• [WHAT IS NEEDED]: Rewrite all of the items below, swapping "indicate" for "mark" wherever it occurs and leaving everything else unchanged. Omit the pictures from your answer.

• [AVAILABLE RECORDS]:
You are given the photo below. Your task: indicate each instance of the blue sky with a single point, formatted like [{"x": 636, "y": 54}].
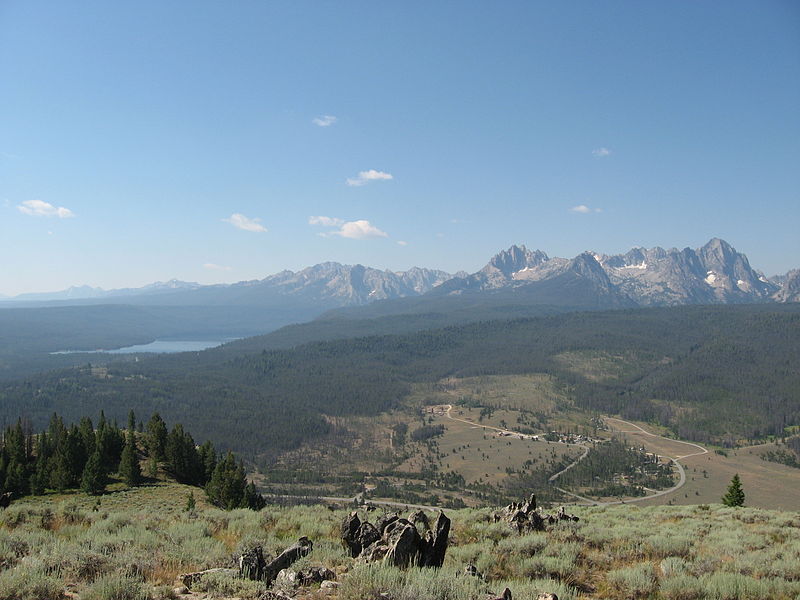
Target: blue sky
[{"x": 143, "y": 141}]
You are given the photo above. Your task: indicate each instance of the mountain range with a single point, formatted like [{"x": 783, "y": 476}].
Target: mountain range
[{"x": 714, "y": 273}]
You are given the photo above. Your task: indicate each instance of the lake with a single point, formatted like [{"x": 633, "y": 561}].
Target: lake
[{"x": 158, "y": 346}]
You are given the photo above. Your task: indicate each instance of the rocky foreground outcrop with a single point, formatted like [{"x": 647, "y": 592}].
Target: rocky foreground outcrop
[
  {"x": 525, "y": 516},
  {"x": 397, "y": 541}
]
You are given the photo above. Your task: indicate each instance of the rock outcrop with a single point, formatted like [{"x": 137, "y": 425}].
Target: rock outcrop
[
  {"x": 525, "y": 516},
  {"x": 253, "y": 566},
  {"x": 397, "y": 541}
]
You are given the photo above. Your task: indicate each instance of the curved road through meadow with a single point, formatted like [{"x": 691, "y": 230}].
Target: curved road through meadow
[{"x": 637, "y": 429}]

• [SOLUTION]:
You are given the photo below. Your task: mark each instance of the blue sky with a single point, formatted like [{"x": 636, "y": 54}].
Target: blue sky
[{"x": 143, "y": 141}]
You are given the photo above. Your task: mark each instance of the mountain range with a single point, formatted like [{"x": 783, "y": 476}].
Target: mountain range
[{"x": 714, "y": 273}]
You are given the photo above. Your task: mark each instance of the lake with a single point, formatted like [{"x": 633, "y": 561}].
Target: lake
[{"x": 158, "y": 346}]
You are given the photo above. Your task: mark each instance of the rocky foreground outcrop with a single point, formatted like [{"x": 647, "y": 592}].
Target: rocky foreground outcrop
[
  {"x": 525, "y": 516},
  {"x": 397, "y": 541}
]
You are given the photo above. Your task: mark each instance of the rock outcrop with a single point, formatted like [{"x": 137, "y": 425}].
Target: rock outcrop
[
  {"x": 525, "y": 516},
  {"x": 253, "y": 566},
  {"x": 397, "y": 541}
]
You are given the photo above. Your task: mark each instance of the curved road through meadow with a single point, formatted like [{"x": 691, "y": 230}].
Target: curved road through meadow
[{"x": 637, "y": 429}]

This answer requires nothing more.